- TASK STATEMENT: Pictures do not belong in the copy; print every entry exactly as it stands.

- RECORDS SUPPLIED:
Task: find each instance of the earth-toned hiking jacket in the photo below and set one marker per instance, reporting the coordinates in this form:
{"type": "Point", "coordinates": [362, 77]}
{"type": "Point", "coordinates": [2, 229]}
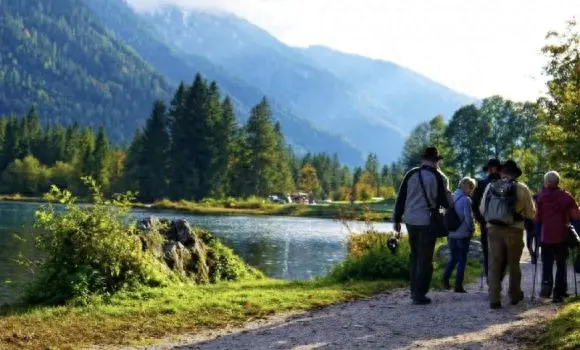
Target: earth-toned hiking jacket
{"type": "Point", "coordinates": [478, 195]}
{"type": "Point", "coordinates": [463, 209]}
{"type": "Point", "coordinates": [411, 201]}
{"type": "Point", "coordinates": [556, 209]}
{"type": "Point", "coordinates": [525, 205]}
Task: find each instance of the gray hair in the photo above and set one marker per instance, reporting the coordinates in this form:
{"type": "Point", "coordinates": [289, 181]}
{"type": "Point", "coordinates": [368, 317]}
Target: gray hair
{"type": "Point", "coordinates": [468, 180]}
{"type": "Point", "coordinates": [552, 178]}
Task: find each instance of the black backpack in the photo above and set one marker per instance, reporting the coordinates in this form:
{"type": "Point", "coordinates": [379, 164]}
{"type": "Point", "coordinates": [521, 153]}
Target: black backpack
{"type": "Point", "coordinates": [452, 220]}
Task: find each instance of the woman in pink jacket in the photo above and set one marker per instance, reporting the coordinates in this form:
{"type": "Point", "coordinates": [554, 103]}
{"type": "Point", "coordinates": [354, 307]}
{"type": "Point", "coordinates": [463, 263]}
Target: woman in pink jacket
{"type": "Point", "coordinates": [556, 210]}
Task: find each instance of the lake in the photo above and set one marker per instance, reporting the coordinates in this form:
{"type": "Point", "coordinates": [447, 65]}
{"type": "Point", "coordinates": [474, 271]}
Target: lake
{"type": "Point", "coordinates": [282, 247]}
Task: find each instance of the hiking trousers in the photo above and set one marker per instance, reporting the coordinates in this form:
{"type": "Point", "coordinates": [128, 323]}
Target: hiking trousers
{"type": "Point", "coordinates": [506, 245]}
{"type": "Point", "coordinates": [484, 247]}
{"type": "Point", "coordinates": [555, 253]}
{"type": "Point", "coordinates": [459, 248]}
{"type": "Point", "coordinates": [422, 243]}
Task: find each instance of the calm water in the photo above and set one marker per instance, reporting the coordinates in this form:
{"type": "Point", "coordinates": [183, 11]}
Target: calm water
{"type": "Point", "coordinates": [282, 247]}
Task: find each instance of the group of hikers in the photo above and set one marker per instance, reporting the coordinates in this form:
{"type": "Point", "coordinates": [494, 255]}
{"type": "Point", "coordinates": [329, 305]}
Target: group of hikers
{"type": "Point", "coordinates": [504, 208]}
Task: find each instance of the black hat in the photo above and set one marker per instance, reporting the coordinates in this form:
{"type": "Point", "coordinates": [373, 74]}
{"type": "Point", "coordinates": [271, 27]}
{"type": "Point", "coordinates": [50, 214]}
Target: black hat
{"type": "Point", "coordinates": [511, 167]}
{"type": "Point", "coordinates": [492, 163]}
{"type": "Point", "coordinates": [431, 153]}
{"type": "Point", "coordinates": [393, 244]}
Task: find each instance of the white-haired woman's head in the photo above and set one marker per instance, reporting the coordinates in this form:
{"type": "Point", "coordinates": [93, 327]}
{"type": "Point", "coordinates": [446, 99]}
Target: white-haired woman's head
{"type": "Point", "coordinates": [468, 185]}
{"type": "Point", "coordinates": [552, 179]}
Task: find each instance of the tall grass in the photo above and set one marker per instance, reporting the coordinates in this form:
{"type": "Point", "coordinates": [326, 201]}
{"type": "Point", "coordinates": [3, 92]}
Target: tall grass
{"type": "Point", "coordinates": [369, 258]}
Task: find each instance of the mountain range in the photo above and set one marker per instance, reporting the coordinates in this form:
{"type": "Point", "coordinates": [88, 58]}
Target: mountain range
{"type": "Point", "coordinates": [121, 59]}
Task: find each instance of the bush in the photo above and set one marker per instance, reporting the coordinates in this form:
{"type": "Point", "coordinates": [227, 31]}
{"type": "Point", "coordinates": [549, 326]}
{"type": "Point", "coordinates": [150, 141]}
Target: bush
{"type": "Point", "coordinates": [369, 259]}
{"type": "Point", "coordinates": [223, 263]}
{"type": "Point", "coordinates": [89, 250]}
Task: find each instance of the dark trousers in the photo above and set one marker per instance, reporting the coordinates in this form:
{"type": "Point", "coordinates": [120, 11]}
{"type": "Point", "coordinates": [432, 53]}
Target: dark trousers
{"type": "Point", "coordinates": [459, 248]}
{"type": "Point", "coordinates": [506, 245]}
{"type": "Point", "coordinates": [531, 237]}
{"type": "Point", "coordinates": [559, 254]}
{"type": "Point", "coordinates": [422, 250]}
{"type": "Point", "coordinates": [484, 248]}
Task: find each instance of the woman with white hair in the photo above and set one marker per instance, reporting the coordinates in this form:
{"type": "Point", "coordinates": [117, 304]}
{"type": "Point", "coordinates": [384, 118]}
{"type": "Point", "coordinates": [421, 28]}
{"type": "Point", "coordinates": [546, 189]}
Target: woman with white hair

- THE COMPLETED TASK:
Task: find each instance of the earth-toned hiking jacket in the photo below and set one marker per instance, reporting the coordinates in this form:
{"type": "Point", "coordinates": [362, 77]}
{"type": "Point", "coordinates": [2, 229]}
Target: earth-toned hiking jacket
{"type": "Point", "coordinates": [478, 195]}
{"type": "Point", "coordinates": [463, 209]}
{"type": "Point", "coordinates": [411, 201]}
{"type": "Point", "coordinates": [556, 209]}
{"type": "Point", "coordinates": [525, 205]}
Task: find each instance of the gray hair in the photo above and set one marker per instance, reporting the coordinates in this form:
{"type": "Point", "coordinates": [289, 181]}
{"type": "Point", "coordinates": [368, 317]}
Target: gray hair
{"type": "Point", "coordinates": [468, 180]}
{"type": "Point", "coordinates": [552, 178]}
Task: find each instance of the black backpack in the photo above and set one marker per instance, reporting the coordinates in this form:
{"type": "Point", "coordinates": [379, 164]}
{"type": "Point", "coordinates": [521, 153]}
Target: black backpack
{"type": "Point", "coordinates": [452, 220]}
Task: find each instance of the woman in pink jacket in the photo above and set one marker per instance, reporting the coordinates in this form:
{"type": "Point", "coordinates": [554, 103]}
{"type": "Point", "coordinates": [354, 307]}
{"type": "Point", "coordinates": [463, 263]}
Target: woman in pink jacket
{"type": "Point", "coordinates": [556, 210]}
Task: find each instance of the lake in the photo above and set one marker per instance, reporting the coordinates in this form:
{"type": "Point", "coordinates": [447, 65]}
{"type": "Point", "coordinates": [474, 271]}
Target: lake
{"type": "Point", "coordinates": [282, 247]}
Task: find each instance of the hiking trousers in the photo above and set one marker per instance, reporting the coordinates in this form:
{"type": "Point", "coordinates": [128, 323]}
Target: hiking trousers
{"type": "Point", "coordinates": [506, 245]}
{"type": "Point", "coordinates": [484, 247]}
{"type": "Point", "coordinates": [555, 253]}
{"type": "Point", "coordinates": [459, 248]}
{"type": "Point", "coordinates": [422, 243]}
Task: find each instance of the calm water in the photo above and set one marker per instance, reporting the coordinates in this form:
{"type": "Point", "coordinates": [183, 11]}
Target: calm water
{"type": "Point", "coordinates": [282, 247]}
Task: find each instance of the group of hikers in the photo above and set one marker per instance, reporting the coordinates in this form:
{"type": "Point", "coordinates": [494, 255]}
{"type": "Point", "coordinates": [329, 305]}
Target: group of hikers
{"type": "Point", "coordinates": [504, 208]}
Task: find each instance of the black hat in the photo above and set one marker per instance, reporting the coordinates in this form:
{"type": "Point", "coordinates": [373, 74]}
{"type": "Point", "coordinates": [271, 27]}
{"type": "Point", "coordinates": [50, 214]}
Target: black hat
{"type": "Point", "coordinates": [511, 167]}
{"type": "Point", "coordinates": [492, 163]}
{"type": "Point", "coordinates": [431, 153]}
{"type": "Point", "coordinates": [393, 244]}
Task: find each instance of the white-haired woman's head in the photo above and set one marker per instance, reporting the coordinates in this form:
{"type": "Point", "coordinates": [93, 327]}
{"type": "Point", "coordinates": [446, 99]}
Target: white-haired woman's head
{"type": "Point", "coordinates": [468, 185]}
{"type": "Point", "coordinates": [552, 179]}
Task: find each instance of the tall grass in the photo above and set one marker per instance, reporting the coordinates in this form:
{"type": "Point", "coordinates": [326, 201]}
{"type": "Point", "coordinates": [3, 92]}
Target: tall grass
{"type": "Point", "coordinates": [369, 258]}
Task: find each instance of the mountain range in the photo above and set one marker per instance, reporting the coordinates in this form:
{"type": "Point", "coordinates": [88, 58]}
Target: mountain range
{"type": "Point", "coordinates": [121, 59]}
Task: find each instance of the bush in the photo above and set one marker per instance, reporting the coordinates in this form:
{"type": "Point", "coordinates": [227, 31]}
{"type": "Point", "coordinates": [549, 326]}
{"type": "Point", "coordinates": [150, 141]}
Target: bush
{"type": "Point", "coordinates": [369, 259]}
{"type": "Point", "coordinates": [223, 263]}
{"type": "Point", "coordinates": [89, 250]}
Task: find each instance of the dark trousers in the photo above and set one marker per instance, reporting the coordinates in this form:
{"type": "Point", "coordinates": [120, 11]}
{"type": "Point", "coordinates": [432, 53]}
Target: dark trousers
{"type": "Point", "coordinates": [459, 248]}
{"type": "Point", "coordinates": [506, 245]}
{"type": "Point", "coordinates": [531, 237]}
{"type": "Point", "coordinates": [559, 254]}
{"type": "Point", "coordinates": [422, 250]}
{"type": "Point", "coordinates": [484, 248]}
Task: find each instance of the woman with white hair in the photo above and set one marker per instance, reporting the coordinates in this form:
{"type": "Point", "coordinates": [117, 304]}
{"type": "Point", "coordinates": [384, 118]}
{"type": "Point", "coordinates": [421, 28]}
{"type": "Point", "coordinates": [546, 189]}
Target: woman with white hair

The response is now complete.